Stated task >> Write out each entry, exactly the way it appears.

--- START ---

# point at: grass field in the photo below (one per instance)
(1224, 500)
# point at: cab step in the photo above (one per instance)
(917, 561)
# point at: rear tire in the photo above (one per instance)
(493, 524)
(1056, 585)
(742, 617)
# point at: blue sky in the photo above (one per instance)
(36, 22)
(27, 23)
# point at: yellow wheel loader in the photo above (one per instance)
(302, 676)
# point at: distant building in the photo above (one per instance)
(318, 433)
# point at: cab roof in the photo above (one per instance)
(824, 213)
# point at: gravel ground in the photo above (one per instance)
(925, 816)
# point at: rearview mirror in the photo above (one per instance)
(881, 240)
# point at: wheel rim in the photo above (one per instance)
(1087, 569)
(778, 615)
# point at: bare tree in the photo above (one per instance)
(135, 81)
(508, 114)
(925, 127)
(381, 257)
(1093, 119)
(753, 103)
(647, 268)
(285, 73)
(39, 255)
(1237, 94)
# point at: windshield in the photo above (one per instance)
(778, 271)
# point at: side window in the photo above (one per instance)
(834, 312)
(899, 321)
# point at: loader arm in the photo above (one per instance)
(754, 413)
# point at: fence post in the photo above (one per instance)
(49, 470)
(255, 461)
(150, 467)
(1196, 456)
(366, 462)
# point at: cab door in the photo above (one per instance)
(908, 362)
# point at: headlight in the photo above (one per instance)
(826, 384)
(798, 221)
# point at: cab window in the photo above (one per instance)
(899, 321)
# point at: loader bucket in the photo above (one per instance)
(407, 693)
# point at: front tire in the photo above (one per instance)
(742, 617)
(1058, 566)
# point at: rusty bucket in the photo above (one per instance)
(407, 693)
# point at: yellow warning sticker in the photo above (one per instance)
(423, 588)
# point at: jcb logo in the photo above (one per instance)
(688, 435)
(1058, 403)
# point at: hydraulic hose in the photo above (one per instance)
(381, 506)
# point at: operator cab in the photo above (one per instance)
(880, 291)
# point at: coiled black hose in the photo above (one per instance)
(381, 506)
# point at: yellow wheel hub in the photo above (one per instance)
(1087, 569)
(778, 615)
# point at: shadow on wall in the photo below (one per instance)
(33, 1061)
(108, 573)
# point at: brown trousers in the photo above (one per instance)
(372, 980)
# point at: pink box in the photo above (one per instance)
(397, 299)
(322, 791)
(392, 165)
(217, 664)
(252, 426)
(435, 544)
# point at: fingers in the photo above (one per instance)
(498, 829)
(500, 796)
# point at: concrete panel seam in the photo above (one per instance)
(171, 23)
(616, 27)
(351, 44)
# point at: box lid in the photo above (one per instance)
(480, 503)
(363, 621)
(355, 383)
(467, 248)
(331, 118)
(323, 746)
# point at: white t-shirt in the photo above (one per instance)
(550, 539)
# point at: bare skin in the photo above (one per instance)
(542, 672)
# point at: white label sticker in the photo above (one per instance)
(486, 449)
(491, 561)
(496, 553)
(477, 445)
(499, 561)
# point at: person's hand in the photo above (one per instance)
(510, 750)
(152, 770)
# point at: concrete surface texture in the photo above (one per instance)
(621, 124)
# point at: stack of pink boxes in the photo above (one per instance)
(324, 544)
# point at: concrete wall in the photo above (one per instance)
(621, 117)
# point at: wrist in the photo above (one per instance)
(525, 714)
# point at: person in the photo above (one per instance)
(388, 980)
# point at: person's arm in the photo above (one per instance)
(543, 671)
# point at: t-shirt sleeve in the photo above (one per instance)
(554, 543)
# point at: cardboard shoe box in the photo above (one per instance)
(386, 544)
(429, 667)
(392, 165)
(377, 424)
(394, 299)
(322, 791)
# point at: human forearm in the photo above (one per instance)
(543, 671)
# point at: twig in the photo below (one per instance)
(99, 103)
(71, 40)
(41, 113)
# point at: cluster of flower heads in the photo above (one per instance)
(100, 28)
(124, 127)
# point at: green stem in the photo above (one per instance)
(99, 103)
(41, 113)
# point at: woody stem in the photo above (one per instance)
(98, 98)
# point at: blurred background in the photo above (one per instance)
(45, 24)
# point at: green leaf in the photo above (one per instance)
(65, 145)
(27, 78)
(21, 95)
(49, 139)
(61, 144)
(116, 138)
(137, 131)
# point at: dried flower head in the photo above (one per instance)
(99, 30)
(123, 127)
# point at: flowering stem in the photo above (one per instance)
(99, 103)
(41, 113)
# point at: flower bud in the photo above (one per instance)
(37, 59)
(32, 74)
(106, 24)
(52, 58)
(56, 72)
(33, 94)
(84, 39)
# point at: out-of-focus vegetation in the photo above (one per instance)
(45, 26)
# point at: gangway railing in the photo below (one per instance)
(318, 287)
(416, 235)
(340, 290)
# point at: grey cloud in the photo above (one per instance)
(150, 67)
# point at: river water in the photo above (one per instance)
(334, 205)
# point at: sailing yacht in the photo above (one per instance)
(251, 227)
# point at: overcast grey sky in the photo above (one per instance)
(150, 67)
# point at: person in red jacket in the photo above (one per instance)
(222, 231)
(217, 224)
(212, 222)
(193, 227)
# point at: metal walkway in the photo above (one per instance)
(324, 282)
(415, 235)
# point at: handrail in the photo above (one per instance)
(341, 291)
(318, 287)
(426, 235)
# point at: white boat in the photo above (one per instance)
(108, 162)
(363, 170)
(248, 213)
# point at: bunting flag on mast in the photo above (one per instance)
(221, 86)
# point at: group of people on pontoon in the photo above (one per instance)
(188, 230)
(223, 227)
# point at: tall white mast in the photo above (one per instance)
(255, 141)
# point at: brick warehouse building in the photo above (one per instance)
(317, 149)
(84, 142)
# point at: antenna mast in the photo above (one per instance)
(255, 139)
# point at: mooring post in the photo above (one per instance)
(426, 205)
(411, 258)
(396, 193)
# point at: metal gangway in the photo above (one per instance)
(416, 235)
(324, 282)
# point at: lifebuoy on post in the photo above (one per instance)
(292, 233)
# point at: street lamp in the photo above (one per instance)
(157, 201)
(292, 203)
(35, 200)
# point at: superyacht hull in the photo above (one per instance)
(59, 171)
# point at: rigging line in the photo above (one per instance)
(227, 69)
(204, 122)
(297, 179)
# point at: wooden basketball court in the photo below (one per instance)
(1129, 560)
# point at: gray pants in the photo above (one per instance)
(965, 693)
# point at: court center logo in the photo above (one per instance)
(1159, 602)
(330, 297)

--- END ---

Final result >>
# point at: grass field in the photo below (one per instance)
(1224, 500)
# point at: cab step in the photo above (one per instance)
(917, 561)
# point at: rear tire in the photo above (one per instance)
(493, 524)
(1056, 585)
(742, 617)
# point at: blue sky in the photo above (one per instance)
(36, 22)
(27, 23)
# point at: yellow wheel loader in the photo above (one per instance)
(302, 676)
# point at: distant building in the photo above (one per instance)
(318, 433)
# point at: cab roof in the photo above (one per instance)
(824, 213)
# point at: gravel ground in the photo above (one per instance)
(925, 816)
# point at: rearview mirror in the photo above (one per instance)
(881, 240)
# point at: wheel rim in the photo above (one per instance)
(1087, 569)
(778, 615)
# point at: bare tree in the photo above (one per instance)
(135, 81)
(508, 114)
(925, 127)
(381, 257)
(1093, 119)
(753, 103)
(647, 268)
(285, 73)
(39, 255)
(1237, 94)
# point at: windshield in the photo above (one per instance)
(778, 271)
# point at: side window in the photo above (one per instance)
(834, 312)
(899, 321)
# point at: loader arm in the photo above (one per instance)
(754, 413)
# point at: fence post in the photo above (one per instance)
(49, 470)
(255, 461)
(150, 467)
(1196, 456)
(366, 462)
# point at: cab door in the photo above (one per instance)
(908, 362)
# point at: headlight in the photo above (one per instance)
(826, 384)
(798, 221)
# point at: cab window in the photo above (one per instance)
(899, 321)
# point at: loader bucket in the photo above (one per instance)
(407, 693)
# point at: front tire in the photo above (one per instance)
(742, 617)
(1058, 566)
# point at: rusty bucket in the photo above (one per instance)
(407, 693)
# point at: yellow warning sticker in the photo above (one per instance)
(423, 588)
# point at: jcb logo in the photo above (one per instance)
(688, 435)
(1058, 403)
# point at: hydraulic hose in the photo above (one per instance)
(381, 506)
# point at: operator cab in the photo above (one per instance)
(880, 291)
# point at: coiled black hose in the photo above (one per instance)
(381, 506)
# point at: yellow wheel hub in the photo above (one per instance)
(1087, 569)
(778, 615)
# point at: shadow on wall in the photo below (one per instance)
(33, 1061)
(108, 573)
# point at: brown trousers in the photo above (one per instance)
(372, 980)
# point at: pink box in the photo above (one per instance)
(397, 299)
(322, 791)
(392, 165)
(217, 664)
(252, 426)
(435, 544)
# point at: fingers in the photo above (one per instance)
(498, 829)
(500, 796)
# point at: concrete panel seam in the photo above (one per instance)
(171, 23)
(616, 27)
(351, 44)
# point at: box lid in the photo above (one per instance)
(480, 503)
(363, 621)
(355, 383)
(467, 248)
(331, 118)
(323, 746)
# point at: white t-shirt in the photo above (one per instance)
(550, 539)
# point at: bare skin in the photo above (one per instance)
(542, 672)
# point at: white label sticker in the photo above (one per instance)
(486, 449)
(491, 561)
(496, 553)
(477, 445)
(499, 561)
# point at: person's hand in the photo above (one per instance)
(510, 750)
(152, 770)
# point at: concrete surface texture in the photo above (one per instance)
(621, 124)
# point at: stack of pink boxes in the photo above (one per instance)
(324, 544)
# point at: concrete wall in the photo above (one per instance)
(621, 117)
# point at: wrist in the photo above (one per instance)
(525, 714)
# point at: person in the photo above (one per instance)
(388, 980)
# point at: person's arm in the photo above (one per instance)
(543, 671)
# point at: t-shirt sleeve in the photo above (one per instance)
(554, 543)
# point at: cardboard shoe box in the photo above (one per instance)
(386, 544)
(429, 667)
(392, 165)
(377, 424)
(394, 299)
(322, 791)
# point at: human forearm in the photo above (one per instance)
(543, 671)
# point at: twig in the photo below (one per instance)
(99, 103)
(71, 40)
(41, 113)
# point at: cluster of flower heads in the photo above (one per instance)
(100, 28)
(124, 127)
# point at: green stem in the photo above (one per instance)
(99, 103)
(41, 113)
# point at: woody stem in the photo above (one per instance)
(98, 98)
# point at: blurred background in the photo above (one per instance)
(45, 24)
# point at: green leaf in the photo above (one per instance)
(65, 145)
(27, 78)
(21, 95)
(49, 139)
(61, 144)
(116, 138)
(137, 131)
# point at: dried flower head in the photo above (one per instance)
(99, 30)
(123, 127)
# point at: flowering stem in the photo above (one per instance)
(99, 103)
(41, 113)
# point at: flower bud in the photo above (one per instance)
(37, 59)
(32, 74)
(106, 24)
(52, 58)
(56, 72)
(33, 94)
(84, 39)
# point at: out-of-focus vegetation in the photo above (one per instance)
(45, 26)
# point at: gangway railing in the photo below (one per instance)
(318, 287)
(416, 235)
(340, 290)
# point at: grey cloud in the photo above (one per instance)
(150, 67)
# point at: river water in the photo above (one per instance)
(334, 205)
# point at: sailing yacht in the photo above (one per instance)
(251, 227)
# point at: overcast grey sky in the photo above (one per instance)
(150, 67)
# point at: person in red jacket in the photo above (one per instance)
(222, 231)
(217, 224)
(212, 222)
(193, 227)
# point at: metal walkway in the photo above (one per instance)
(324, 282)
(415, 235)
# point at: handrail in the photo above (one per instance)
(341, 291)
(318, 287)
(426, 235)
# point at: white boat in the photo above (one per instance)
(108, 162)
(363, 170)
(248, 213)
# point at: bunting flag on mast in the photo above (one per instance)
(221, 86)
# point at: group of people on pontoon in the photo above (one per instance)
(188, 230)
(223, 227)
# point at: tall white mast in the photo above (one per instance)
(255, 141)
# point at: brick warehouse building in the photo above (one per instance)
(317, 149)
(84, 142)
# point at: antenna mast in the photo above (one per instance)
(255, 139)
# point at: mooring post in the photo above (one per instance)
(426, 205)
(411, 258)
(396, 193)
# point at: metal gangway in the photo above (one per instance)
(416, 235)
(324, 282)
# point at: lifebuoy on post in the photo above (one per instance)
(292, 233)
# point at: street lamp in the photo above (one per instance)
(157, 201)
(292, 203)
(35, 200)
# point at: superyacht hull in the photo above (one per instance)
(59, 171)
# point at: rigging line in the photo above (one per instance)
(227, 69)
(204, 122)
(297, 179)
# point at: wooden basketball court in the photo below (one per instance)
(1129, 560)
# point at: gray pants in the photo above (one per instance)
(965, 693)
# point at: court center logo in the photo above (one per instance)
(1159, 602)
(330, 297)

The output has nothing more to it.